Written instruction:
Identify every line of the items below that contains the word "white", and copy each of those lines.

Raw data:
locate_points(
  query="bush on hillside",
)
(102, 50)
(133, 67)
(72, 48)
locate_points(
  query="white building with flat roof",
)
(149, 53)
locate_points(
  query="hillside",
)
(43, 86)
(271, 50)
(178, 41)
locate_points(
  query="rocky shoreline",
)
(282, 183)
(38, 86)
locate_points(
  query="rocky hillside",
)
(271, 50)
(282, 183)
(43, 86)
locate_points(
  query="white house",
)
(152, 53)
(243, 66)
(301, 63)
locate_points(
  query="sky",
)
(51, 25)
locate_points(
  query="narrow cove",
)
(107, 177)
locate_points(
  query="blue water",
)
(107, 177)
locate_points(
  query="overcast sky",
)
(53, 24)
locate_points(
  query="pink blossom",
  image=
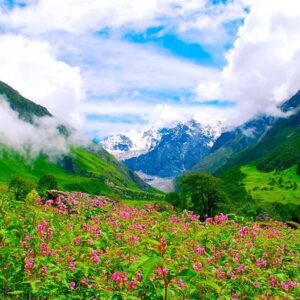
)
(162, 271)
(240, 269)
(273, 281)
(84, 282)
(119, 277)
(199, 250)
(72, 285)
(180, 284)
(197, 266)
(132, 285)
(95, 257)
(29, 264)
(261, 263)
(243, 232)
(77, 241)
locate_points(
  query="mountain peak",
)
(26, 109)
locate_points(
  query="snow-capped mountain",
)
(132, 144)
(166, 152)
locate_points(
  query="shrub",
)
(20, 187)
(199, 192)
(47, 182)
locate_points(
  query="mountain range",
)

Written solution:
  query="white building with flat roof",
  query="white house",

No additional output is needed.